#### BRANO
7 – che i vini proposti siano in numero proporzionale al livello del ristorante. Non sono richieste le mille etichette, ma un numero sufficiente per accontentare al meglio i clienti. Sulla Carta dei vini andrebbe fatto un ragionamento a parte, date le carenze che spesso si notano.
Fa parte della qualità d’un ristorante il momento in cui viene raccolta l’ordinazione. La persona più indicata a compiere questa funzione è uno dei titolari o un collaboratore particolarmente esperto e preparato (nella ristorazione medio alta il maître, mai un cameriere), il quale, prima consegna la Carta dei piatti e quella dei vini – devono esserci, anche per informare dei costi il cliente (non basta affiggere queste due Carte in una bacheca) – e quando vede che al tavolo i clienti sono pronti si riavvicina per raccogliere l’ordine e anche, se richiesto, per consigliare dei piatti e i vini adatti, se non c’è il sommelier. In quest’ultimo caso chi riceve l’ordine deve conoscere molto bene le caratteristiche, oltre che dei piatti, dei vini in cantina.
Questi veloci accenni servono a capire che cos’è la qualità totale nella ristorazione. E non è vero che il servizio deve essere impeccabile se il ristorante è stellato e alla buona negli altri. Può esserlo sempre, per cui deve esserlo sempre. Varia solo il rapporto che solitamente è più familiare nelle trattorie rispetto ai ristoranti di livello internazionale (cito per tutti il veneziano Met di Corrado Fasolato).
Su questi argomenti sono possibili molti e utili approfondimenti.
E vediamo ora, in breve, l’altro termine: professionalità.
Ogni professione ha delle regole che riguardano il comportamento sul lavoro e i contenuti del lavoro.
Per chi opera nella ristorazione i settori di impegno sono sostanzialmente tre:
1 – la cucina
2 – la sala
3 - l’amministrazione.
Colui che cura l’amministrazione deve operare in modo che i conti tornino e, se persona esterna, tenere informata la proprietà, compiere costantemente l’analisi dei costi e dare alla proprietà le conseguenti indicazioni. I conti, come ben sanno gli addetti ai lavori, riguardano le persone che lavorano; la materia prima necessaria; le spese generali (energia elettrica, gas, acqua, telefono, tasse, assicurazioni, consulenze, promozione, ecc.); gli investimenti in attrezzature.
Il titolare deve saper gestire in modo equilibrato il tutto, in modo tale da avere alla fine un giusto reddito, accantonandone una parte anche per i periodi di minor lavoro e per il rinnovo delle attrezzature.
Poi ogni singolo operatore deve comportarsi nel suo settore secondo le regole previste per il suo lavoro, puntando costantemente al meglio.
Un cuoco può saper lavorare, avere un buon curriculum, ma non sentirsi impegnato, non sufficientemente coinvolto, non appagato, quindi non rendere al meglio. Questa non è professionalità.
Un cameriere può mostrasi solerte, essere sempre in movimento tra sala e cucina, ma fingere di non vedere cosa succede sui tavoli. Questa non è professionalità.

Estratto del dataset:
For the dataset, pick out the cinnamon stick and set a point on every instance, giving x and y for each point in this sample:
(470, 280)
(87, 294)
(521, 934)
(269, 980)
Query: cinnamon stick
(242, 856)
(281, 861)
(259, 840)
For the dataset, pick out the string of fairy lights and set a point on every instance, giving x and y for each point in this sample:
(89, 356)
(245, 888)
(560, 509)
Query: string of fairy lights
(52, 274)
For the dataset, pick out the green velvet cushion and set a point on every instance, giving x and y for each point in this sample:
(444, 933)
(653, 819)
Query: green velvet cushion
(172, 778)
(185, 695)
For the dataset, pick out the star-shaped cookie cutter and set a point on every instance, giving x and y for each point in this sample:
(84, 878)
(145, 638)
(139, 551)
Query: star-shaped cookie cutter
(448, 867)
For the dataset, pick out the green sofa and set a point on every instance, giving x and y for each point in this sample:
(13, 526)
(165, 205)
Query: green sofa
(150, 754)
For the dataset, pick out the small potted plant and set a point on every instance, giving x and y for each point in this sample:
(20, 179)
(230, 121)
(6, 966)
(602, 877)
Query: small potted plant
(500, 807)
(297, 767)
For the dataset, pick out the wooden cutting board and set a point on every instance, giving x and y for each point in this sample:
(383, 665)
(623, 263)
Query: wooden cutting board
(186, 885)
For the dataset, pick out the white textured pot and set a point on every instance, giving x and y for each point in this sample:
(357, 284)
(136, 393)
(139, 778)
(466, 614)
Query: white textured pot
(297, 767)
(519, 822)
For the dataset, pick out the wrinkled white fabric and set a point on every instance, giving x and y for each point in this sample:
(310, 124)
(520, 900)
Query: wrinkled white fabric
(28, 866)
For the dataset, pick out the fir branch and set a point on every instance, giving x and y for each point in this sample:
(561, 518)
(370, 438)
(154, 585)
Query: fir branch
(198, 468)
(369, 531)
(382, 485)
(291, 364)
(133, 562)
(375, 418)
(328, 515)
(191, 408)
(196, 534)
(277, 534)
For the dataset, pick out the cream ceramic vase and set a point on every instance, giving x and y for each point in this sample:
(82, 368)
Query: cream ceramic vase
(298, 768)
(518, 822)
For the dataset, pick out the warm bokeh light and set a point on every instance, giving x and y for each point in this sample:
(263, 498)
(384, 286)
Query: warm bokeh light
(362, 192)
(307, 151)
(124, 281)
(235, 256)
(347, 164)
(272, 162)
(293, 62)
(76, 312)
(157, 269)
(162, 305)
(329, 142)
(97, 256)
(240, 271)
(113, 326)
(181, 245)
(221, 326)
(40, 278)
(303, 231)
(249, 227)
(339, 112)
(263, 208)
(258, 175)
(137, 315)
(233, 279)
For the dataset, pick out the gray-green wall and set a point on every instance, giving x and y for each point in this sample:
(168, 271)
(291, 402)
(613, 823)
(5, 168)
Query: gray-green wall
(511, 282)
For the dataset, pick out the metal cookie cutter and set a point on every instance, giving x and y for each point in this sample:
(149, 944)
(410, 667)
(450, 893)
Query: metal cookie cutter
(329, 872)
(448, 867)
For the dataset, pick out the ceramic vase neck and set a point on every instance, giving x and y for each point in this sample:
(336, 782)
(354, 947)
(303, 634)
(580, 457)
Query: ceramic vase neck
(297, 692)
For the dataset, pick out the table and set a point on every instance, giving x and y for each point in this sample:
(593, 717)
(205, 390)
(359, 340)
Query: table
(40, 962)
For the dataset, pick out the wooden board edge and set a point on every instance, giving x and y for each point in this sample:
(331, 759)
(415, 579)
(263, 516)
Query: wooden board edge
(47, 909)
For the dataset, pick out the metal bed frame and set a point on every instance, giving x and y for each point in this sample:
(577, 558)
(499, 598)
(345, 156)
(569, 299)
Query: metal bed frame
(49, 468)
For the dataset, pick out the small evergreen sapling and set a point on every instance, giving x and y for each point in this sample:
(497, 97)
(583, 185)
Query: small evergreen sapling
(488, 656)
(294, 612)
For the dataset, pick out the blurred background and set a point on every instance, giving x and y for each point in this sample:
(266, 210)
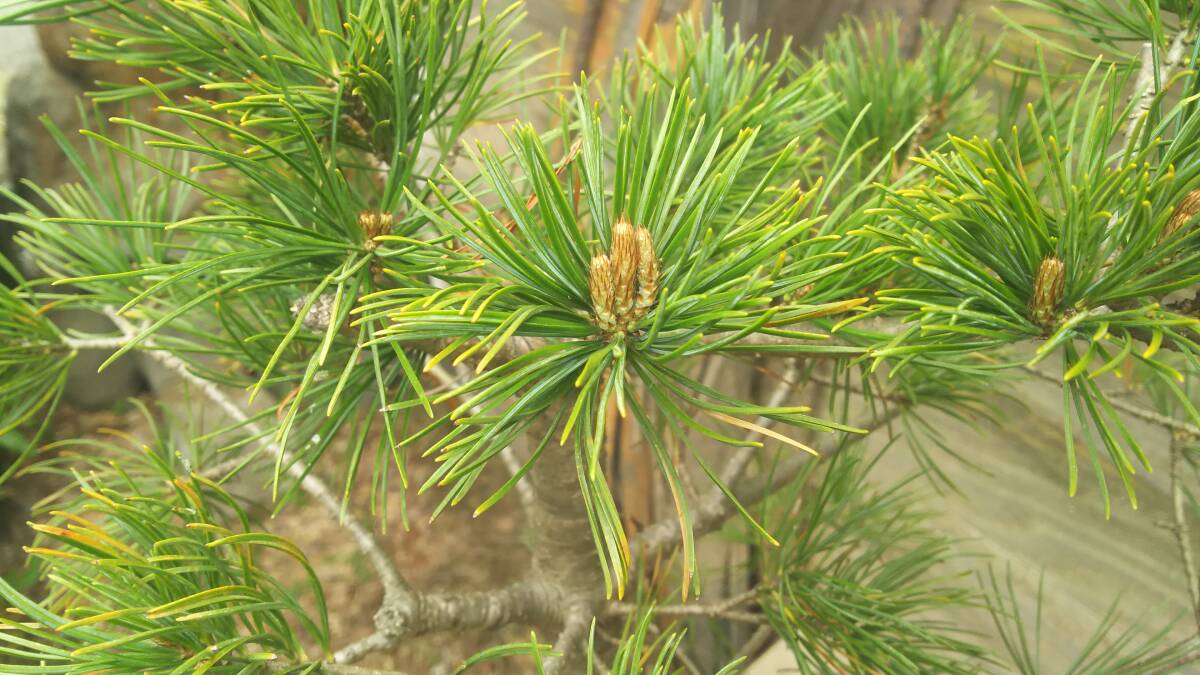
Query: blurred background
(1018, 511)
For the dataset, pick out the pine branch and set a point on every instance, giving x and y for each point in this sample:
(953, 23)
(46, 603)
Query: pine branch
(724, 609)
(570, 641)
(715, 508)
(1168, 423)
(1181, 526)
(396, 589)
(525, 602)
(1147, 83)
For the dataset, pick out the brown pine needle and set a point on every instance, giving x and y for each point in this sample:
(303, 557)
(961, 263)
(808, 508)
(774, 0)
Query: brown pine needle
(763, 430)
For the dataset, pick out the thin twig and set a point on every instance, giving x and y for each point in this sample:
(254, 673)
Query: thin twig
(570, 640)
(715, 508)
(1182, 527)
(1146, 85)
(395, 587)
(741, 459)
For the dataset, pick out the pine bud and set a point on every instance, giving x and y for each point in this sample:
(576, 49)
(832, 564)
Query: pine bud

#### CONSEGNE
[1] Trascrivi dal brano sulla ristorazione tutto il testo che va da "Colui che cura" fino a "rinnovo delle attrezzature.".
[2] Secondo il brano sulla ristorazione, quali sono i tre settori di impegno per chi opera in questo campo?
Per rispondere serviti esclusivamente del brano.

#### RISPOSTE
[1]
Colui che cura l’amministrazione deve operare in modo che i conti tornino e, se persona esterna, tenere informata la proprietà, compiere costantemente l’analisi dei costi e dare alla proprietà le conseguenti indicazioni. I conti, come ben sanno gli addetti ai lavori, riguardano le persone che lavorano; la materia prima necessaria; le spese generali (energia elettrica, gas, acqua, telefono, tasse, assicurazioni, consulenze, promozione, ecc.); gli investimenti in attrezzature.
Il titolare deve saper gestire in modo equilibrato il tutto, in modo tale da avere alla fine un giusto reddito, accantonandone una parte anche per i periodi di minor lavoro e per il rinnovo delle attrezzature.

[2] La cucina, la sala e l'amministrazione.